Activity. Extract each line from the entries below that has the string "jetted" in it.

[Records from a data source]
· · · · · · ·
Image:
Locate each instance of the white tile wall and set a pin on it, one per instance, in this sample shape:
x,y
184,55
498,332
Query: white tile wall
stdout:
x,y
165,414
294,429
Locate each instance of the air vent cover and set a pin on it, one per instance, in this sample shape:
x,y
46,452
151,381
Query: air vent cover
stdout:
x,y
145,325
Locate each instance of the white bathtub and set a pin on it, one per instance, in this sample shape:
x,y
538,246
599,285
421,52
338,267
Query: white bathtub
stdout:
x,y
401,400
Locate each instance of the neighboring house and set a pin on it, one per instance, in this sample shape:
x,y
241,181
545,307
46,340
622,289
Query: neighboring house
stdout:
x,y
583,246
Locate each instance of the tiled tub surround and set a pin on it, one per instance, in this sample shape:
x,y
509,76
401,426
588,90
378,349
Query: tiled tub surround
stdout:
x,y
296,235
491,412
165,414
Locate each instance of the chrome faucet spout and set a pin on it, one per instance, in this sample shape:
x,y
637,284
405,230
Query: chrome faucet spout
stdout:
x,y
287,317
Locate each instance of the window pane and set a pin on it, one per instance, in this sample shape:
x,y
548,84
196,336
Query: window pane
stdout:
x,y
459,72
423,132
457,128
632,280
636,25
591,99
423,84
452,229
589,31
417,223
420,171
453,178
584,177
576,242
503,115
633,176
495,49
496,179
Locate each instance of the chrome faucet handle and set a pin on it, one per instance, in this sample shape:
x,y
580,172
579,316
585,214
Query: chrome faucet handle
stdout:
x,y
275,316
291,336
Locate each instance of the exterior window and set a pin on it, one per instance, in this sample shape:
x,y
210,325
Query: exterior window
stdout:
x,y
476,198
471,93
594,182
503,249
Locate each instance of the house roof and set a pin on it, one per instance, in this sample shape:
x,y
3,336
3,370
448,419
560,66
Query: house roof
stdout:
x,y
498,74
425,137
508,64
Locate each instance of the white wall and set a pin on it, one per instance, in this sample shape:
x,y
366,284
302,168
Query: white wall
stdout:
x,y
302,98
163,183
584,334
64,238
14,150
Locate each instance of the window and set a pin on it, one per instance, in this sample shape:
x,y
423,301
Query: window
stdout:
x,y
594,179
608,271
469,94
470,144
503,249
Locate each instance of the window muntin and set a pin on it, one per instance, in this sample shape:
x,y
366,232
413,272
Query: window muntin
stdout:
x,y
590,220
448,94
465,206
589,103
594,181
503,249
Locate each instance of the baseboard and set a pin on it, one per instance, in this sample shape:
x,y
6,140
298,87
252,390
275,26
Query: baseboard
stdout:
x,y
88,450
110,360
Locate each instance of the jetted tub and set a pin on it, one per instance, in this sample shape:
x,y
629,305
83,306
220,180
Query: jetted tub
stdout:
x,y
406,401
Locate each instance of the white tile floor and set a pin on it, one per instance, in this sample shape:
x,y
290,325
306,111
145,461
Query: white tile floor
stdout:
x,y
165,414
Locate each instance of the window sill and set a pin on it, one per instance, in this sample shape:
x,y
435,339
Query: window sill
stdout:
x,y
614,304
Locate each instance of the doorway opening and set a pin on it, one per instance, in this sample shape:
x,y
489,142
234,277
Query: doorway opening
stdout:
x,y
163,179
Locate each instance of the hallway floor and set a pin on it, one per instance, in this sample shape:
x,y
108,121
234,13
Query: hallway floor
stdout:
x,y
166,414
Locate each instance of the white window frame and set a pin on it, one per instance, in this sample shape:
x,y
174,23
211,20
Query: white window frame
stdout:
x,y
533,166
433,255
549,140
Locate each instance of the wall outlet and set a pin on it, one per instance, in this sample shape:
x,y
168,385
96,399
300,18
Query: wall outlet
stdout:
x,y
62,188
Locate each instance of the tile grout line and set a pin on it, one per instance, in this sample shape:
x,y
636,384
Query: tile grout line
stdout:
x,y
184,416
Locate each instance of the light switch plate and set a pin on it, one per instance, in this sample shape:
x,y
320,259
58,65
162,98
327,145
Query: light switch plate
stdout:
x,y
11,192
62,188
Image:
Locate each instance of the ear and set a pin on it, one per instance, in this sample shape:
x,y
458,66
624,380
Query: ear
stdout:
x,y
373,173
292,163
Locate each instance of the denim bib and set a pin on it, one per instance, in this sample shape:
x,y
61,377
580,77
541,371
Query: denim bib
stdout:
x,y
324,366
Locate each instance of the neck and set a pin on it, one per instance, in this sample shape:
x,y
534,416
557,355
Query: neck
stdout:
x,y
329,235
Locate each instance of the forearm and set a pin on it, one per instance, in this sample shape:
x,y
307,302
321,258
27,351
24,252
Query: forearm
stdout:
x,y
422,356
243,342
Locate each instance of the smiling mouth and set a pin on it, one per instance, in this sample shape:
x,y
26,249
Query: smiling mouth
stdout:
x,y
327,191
· · · · · · ·
Written solution.
Locate each instance of the jetted tub and set a pin on it, one per instance, in this sample shape:
Query: jetted tub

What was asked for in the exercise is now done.